▶ _What the task asks_
In the listing below, retype word for word the lines from the one containing "Confirm every instance of the power" through the final line of the listing.

── Supplied data ──

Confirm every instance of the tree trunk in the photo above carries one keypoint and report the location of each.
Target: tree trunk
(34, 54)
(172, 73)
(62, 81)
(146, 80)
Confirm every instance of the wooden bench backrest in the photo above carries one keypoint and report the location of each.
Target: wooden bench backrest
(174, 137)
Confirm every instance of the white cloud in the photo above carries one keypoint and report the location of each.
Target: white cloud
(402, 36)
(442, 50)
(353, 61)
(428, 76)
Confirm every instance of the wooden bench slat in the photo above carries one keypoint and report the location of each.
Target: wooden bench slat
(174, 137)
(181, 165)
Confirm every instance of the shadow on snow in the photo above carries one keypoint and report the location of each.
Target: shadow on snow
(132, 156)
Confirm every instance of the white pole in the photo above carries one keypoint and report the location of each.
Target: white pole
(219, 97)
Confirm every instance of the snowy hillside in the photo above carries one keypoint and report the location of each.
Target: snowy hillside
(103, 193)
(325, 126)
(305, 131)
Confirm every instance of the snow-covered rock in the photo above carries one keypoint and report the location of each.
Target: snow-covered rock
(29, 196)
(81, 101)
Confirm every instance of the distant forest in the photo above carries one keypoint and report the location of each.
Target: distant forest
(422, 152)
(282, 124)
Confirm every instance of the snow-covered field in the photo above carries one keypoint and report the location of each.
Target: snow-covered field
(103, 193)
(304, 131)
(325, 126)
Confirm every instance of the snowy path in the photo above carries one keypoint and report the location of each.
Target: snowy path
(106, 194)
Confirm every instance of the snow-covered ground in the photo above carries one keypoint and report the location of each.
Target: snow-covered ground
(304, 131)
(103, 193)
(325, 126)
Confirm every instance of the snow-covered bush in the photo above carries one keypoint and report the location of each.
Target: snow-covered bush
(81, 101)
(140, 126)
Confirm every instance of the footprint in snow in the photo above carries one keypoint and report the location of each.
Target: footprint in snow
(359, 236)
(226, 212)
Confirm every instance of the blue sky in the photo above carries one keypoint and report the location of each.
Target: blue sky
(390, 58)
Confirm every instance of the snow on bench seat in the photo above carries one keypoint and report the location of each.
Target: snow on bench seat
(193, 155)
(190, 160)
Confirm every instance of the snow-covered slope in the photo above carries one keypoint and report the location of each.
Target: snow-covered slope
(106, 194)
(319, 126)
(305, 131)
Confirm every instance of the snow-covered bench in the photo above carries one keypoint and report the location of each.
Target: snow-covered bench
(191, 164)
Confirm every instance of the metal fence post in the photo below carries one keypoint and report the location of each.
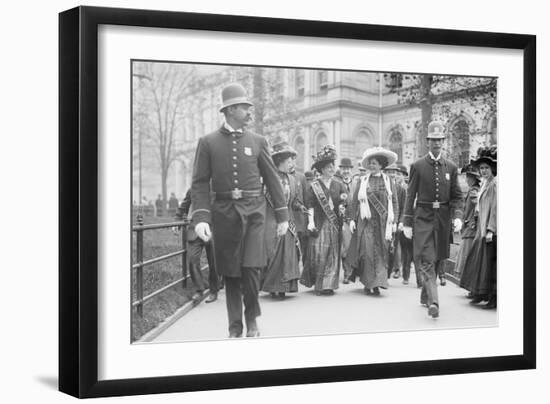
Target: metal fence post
(184, 255)
(139, 260)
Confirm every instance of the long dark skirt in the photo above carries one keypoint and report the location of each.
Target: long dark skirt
(480, 271)
(283, 269)
(321, 267)
(462, 255)
(373, 251)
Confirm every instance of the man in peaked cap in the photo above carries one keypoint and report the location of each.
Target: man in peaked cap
(230, 165)
(433, 182)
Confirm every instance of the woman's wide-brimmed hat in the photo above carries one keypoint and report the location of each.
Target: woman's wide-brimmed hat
(384, 156)
(486, 155)
(234, 94)
(470, 169)
(326, 154)
(283, 149)
(345, 162)
(392, 167)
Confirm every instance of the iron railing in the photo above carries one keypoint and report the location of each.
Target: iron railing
(139, 229)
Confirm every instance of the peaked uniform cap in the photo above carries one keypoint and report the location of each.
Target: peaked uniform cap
(436, 130)
(234, 94)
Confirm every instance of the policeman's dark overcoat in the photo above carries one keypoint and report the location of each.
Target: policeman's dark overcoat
(224, 161)
(432, 181)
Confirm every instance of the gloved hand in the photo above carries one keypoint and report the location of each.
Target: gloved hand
(203, 231)
(282, 228)
(457, 225)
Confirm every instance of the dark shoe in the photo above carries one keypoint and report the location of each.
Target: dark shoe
(252, 331)
(491, 304)
(212, 297)
(433, 310)
(476, 299)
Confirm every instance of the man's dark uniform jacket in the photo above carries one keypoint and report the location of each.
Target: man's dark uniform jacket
(225, 161)
(432, 181)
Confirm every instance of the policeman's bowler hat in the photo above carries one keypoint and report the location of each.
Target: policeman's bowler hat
(435, 130)
(234, 94)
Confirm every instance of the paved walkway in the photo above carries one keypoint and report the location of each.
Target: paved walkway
(349, 310)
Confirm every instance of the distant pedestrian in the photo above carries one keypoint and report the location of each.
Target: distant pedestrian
(405, 243)
(159, 206)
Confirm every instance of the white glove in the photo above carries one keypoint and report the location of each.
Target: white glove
(311, 220)
(282, 228)
(203, 231)
(457, 225)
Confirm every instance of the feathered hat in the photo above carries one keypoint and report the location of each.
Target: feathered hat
(326, 154)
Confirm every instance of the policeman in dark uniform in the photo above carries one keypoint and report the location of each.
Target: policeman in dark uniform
(231, 163)
(433, 182)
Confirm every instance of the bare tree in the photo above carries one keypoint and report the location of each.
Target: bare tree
(163, 99)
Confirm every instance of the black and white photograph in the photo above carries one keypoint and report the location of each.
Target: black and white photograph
(273, 202)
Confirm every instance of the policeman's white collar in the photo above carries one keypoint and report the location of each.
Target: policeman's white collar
(230, 129)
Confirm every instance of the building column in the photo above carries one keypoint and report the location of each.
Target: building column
(307, 148)
(336, 125)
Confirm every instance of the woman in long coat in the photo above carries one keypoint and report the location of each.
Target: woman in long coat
(283, 271)
(482, 259)
(373, 212)
(324, 197)
(470, 225)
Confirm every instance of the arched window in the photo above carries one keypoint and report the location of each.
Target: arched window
(320, 140)
(493, 131)
(460, 142)
(300, 149)
(396, 143)
(363, 140)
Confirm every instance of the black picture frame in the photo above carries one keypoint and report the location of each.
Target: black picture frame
(78, 196)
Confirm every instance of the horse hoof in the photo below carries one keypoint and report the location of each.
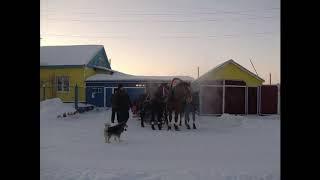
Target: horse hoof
(176, 128)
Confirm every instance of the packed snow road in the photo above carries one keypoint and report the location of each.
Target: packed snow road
(222, 148)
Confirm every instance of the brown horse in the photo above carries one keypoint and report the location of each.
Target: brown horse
(179, 91)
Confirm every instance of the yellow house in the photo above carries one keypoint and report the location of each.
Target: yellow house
(64, 67)
(229, 70)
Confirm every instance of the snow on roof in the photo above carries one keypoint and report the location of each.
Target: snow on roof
(231, 61)
(68, 55)
(118, 76)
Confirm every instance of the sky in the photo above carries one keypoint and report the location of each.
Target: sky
(170, 37)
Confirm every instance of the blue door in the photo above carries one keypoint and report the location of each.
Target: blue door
(94, 96)
(108, 93)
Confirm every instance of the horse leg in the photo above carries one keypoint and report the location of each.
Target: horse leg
(176, 114)
(194, 119)
(170, 119)
(142, 114)
(152, 119)
(159, 115)
(186, 119)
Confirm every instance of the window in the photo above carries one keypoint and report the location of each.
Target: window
(97, 90)
(63, 83)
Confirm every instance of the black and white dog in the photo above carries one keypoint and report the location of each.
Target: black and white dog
(114, 131)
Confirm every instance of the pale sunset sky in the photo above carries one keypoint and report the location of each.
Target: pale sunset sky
(170, 37)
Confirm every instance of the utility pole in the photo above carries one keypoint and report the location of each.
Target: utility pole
(254, 67)
(270, 77)
(198, 71)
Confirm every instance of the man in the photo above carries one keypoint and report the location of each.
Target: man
(114, 106)
(123, 104)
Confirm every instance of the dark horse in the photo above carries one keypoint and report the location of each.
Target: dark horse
(162, 102)
(153, 105)
(179, 92)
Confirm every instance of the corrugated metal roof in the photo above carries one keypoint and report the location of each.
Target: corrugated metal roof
(68, 55)
(118, 76)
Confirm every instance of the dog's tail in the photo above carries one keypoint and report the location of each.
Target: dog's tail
(107, 124)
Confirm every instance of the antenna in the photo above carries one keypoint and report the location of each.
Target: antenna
(254, 67)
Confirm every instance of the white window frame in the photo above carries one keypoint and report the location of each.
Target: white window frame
(63, 84)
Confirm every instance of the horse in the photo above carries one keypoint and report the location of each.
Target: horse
(158, 105)
(153, 103)
(179, 92)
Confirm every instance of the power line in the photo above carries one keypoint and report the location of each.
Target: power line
(162, 36)
(156, 20)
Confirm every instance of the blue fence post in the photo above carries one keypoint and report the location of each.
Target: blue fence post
(76, 97)
(44, 92)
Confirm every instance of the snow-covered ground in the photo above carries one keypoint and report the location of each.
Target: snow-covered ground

───

▶ _Finished exercise_
Confirm every instance of the power line in the photo above carries one keypoint and report the location of each.
Target: power line
(162, 36)
(156, 20)
Confirm every instance of the blue fence post in the photo above carries one keypoint and report the location of each.
Target: blue fence post
(76, 97)
(44, 92)
Confirm every instance of the snow-covered ground in the photo above carries one keypoint and report the location of each.
Target: snow-covered ground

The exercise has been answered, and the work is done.